TEXT:
┄┄┄┄┄┄

# My Dear Muffy..



## PixieStixxxx (Jan 20, 2008)

I didn't want to post here, as it made me feel like I was accepting her death..

But with all the support from the last few days, I've finally been able to accept that she's gone.

My little Muffy, when I took you in at 8 1/2, I knew that our time together would be short. But in that year and a half that I had you, I've never been so happy. You've taught me so much about senior rabbits, and now I hope that I will be blessed with another senior who needs help. 

Had it been a week ago today, I would have never thought I'd be left without the very next week. You were so strong - such a fighter. You over came every obstacle life ever threw at you. You've been in more homes than fingers on a hand, botched spayed by a vet, arthritis, urine scalds, weight loss - I didn't care about spending money over you. I loved you and I wanted to help.

I thank you for teaching me that seniors are one of the best. Whenever I was upset, you were the first to greet me - the first to give me kisses. I will always miss you my baby girl <3

RIP Miss Muffy

:rainbow:

:bunnyangel::rip:

:tears2:







Muffy is the gray one.


----------



## swanlake (Jan 20, 2008)

muffy was glad to have someone like you to love and care for her in her old age. not many people want a senior rabbit, they want a youngster. she was truly blessed to be with you.

ink iris::hug:


----------



## LuvaBun (Jan 20, 2008)

Sweet little Muffy. I am so pleased that you were able to find some love later in your sad life. Your mom and Labrador loved you so much and will really miss you. 

God Bless, little girl 

Jan


----------



## Phinnsmommy (Jan 20, 2008)

I'm so sorry. Muffy was just beautiful.

I know that she is looking down on you and thanking you for everything you did to her.

You were an angel to her :hug:.

Sleep tight Muffy :rainbow:.


----------



## monklover (Jan 20, 2008)

I'm so sorry.

Even though she went through so many homes, you gave her the best home possible and loved her. 

RIP Muffy :rainbow:


----------



## SOOOSKA (Jan 20, 2008)

I am so sorry to hear this terrible news.

Binky Free at the Bridge Muffy :rainbow:

You will be greatly missed by your Mommie & Labrador.

Susan:angelandbunny:


----------



## polly (Jan 21, 2008)

ink iris:Binky free Muffy


----------



## Stray (Jan 21, 2008)

So sorry for your loss April. Muffy was very lucky to have you.

Binky free, Muffy :rainbow:


----------



## PixieStixxxx (Jan 28, 2008)

I have received the call that Muffy's ashes have arrived. I am about to leave to go pick her up.

For the last week, I was in complete denial... then moved towards partial acceptance. With her urn, I know I must completely accept that she's gone as it is undenialable proof that my girl has crossed the rainbow bridge.

I love you Muffy =[

Btw, Labrador sure has put on the weight since there's no bun he has to compete with. Diet for him!


----------



## LuvaBun (Jan 29, 2008)

Awww, I'm pleased Muffy is coming home - I know when my Bun's ashes have been returned, I feel like they are back here with us.

Pernod put weight on after Perry went to the Bridge - she wasn't getting as much exercise on her own as she just seemed to want to lay and grieve . She has lost some now she has Shadow to run around with.

Jan


----------

┄┄┄┄┄┄

Records from a data collection:
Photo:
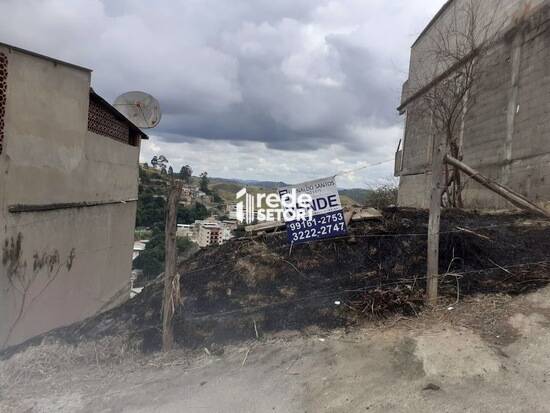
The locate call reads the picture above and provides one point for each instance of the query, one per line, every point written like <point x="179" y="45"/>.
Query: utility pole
<point x="437" y="187"/>
<point x="172" y="295"/>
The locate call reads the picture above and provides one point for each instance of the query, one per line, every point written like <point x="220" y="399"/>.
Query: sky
<point x="279" y="90"/>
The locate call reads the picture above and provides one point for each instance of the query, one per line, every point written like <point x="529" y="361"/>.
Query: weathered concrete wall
<point x="507" y="125"/>
<point x="71" y="261"/>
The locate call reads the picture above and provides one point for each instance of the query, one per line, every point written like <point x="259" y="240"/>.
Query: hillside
<point x="259" y="283"/>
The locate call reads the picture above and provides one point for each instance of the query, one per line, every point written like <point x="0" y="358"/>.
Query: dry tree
<point x="455" y="54"/>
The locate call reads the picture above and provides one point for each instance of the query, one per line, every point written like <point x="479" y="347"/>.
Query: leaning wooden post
<point x="507" y="193"/>
<point x="171" y="296"/>
<point x="437" y="188"/>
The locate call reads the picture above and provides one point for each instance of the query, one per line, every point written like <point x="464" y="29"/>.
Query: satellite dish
<point x="142" y="109"/>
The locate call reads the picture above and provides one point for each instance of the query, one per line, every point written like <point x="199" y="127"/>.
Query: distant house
<point x="505" y="133"/>
<point x="68" y="186"/>
<point x="185" y="231"/>
<point x="139" y="246"/>
<point x="210" y="233"/>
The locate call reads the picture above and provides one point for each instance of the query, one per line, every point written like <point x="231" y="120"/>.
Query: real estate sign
<point x="322" y="214"/>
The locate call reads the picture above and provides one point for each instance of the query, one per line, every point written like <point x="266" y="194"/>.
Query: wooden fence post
<point x="437" y="187"/>
<point x="171" y="296"/>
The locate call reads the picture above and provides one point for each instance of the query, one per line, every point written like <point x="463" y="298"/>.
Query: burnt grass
<point x="254" y="285"/>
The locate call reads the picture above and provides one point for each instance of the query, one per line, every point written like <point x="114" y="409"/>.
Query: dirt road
<point x="489" y="354"/>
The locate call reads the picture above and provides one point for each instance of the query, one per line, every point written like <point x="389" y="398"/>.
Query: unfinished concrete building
<point x="505" y="131"/>
<point x="68" y="189"/>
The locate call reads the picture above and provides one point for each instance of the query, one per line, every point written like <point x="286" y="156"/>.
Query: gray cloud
<point x="300" y="75"/>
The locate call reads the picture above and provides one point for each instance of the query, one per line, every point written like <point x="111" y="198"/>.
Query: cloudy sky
<point x="284" y="90"/>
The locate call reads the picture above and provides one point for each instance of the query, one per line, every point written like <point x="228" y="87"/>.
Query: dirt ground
<point x="487" y="353"/>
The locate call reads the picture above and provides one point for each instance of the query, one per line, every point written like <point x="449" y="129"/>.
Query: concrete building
<point x="68" y="189"/>
<point x="505" y="130"/>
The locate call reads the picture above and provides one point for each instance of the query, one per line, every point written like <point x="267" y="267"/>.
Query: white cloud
<point x="301" y="84"/>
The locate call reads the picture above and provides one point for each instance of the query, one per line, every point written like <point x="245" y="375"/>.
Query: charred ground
<point x="254" y="285"/>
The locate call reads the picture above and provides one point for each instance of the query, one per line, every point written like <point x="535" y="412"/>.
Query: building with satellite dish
<point x="68" y="192"/>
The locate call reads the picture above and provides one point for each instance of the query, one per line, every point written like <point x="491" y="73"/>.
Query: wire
<point x="350" y="171"/>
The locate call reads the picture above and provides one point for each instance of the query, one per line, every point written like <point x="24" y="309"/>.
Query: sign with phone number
<point x="327" y="220"/>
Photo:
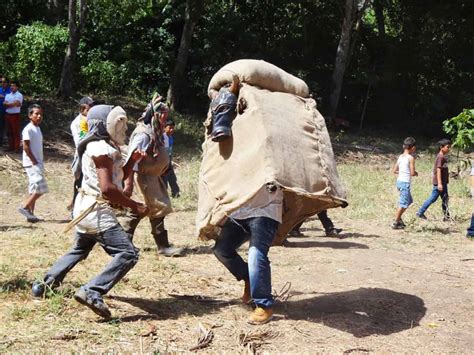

┄┄┄┄┄┄

SET TASKS:
**a.** In the memorial thread, how old was Muffy when she was taken in?
**b.** In the memorial thread, write everything from "## LuvaBun (Jan 20, 2008)" down to "really miss you." again, swapping "mom" for "owner".
**c.** List every distinct username that posts in the memorial thread.
Nothing in the records is needed here.

RESPONSES TO THE TASKS:
**a.** She was 8 1/2.

**b.**
## LuvaBun (Jan 20, 2008)

Sweet little Muffy. I am so pleased that you were able to find some love later in your sad life. Your owner and Labrador loved you so much and will really miss you.

**c.** PixieStixxxx, swanlake, LuvaBun, Phinnsmommy, monklover, SOOOSKA, polly, Stray